*To be done*.
Pull out every line from the entries below that contains the word "spot", counting only matches with the same upper and lower case, and copy each line unchanged.

*Exercise materials*.

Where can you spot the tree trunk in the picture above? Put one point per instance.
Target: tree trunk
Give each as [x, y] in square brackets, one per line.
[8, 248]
* * *
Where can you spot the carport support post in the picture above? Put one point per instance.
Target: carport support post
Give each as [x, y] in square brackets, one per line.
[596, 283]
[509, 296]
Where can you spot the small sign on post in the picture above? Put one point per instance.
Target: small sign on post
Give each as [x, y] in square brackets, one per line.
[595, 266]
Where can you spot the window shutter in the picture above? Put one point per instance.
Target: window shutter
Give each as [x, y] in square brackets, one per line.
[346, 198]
...
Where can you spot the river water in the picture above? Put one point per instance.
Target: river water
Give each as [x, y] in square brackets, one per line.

*Solution*.
Where can you spot the tree trunk in the picture above? Put one point per instance.
Where can you spot the carport support post in the picture above? Put one point per instance.
Where can you spot the small sign on post in the picture above? Put one point per instance.
Where can you spot the window shutter in the picture above? Put one point per instance.
Where can you spot the river water in the picture above? Put one point per instance.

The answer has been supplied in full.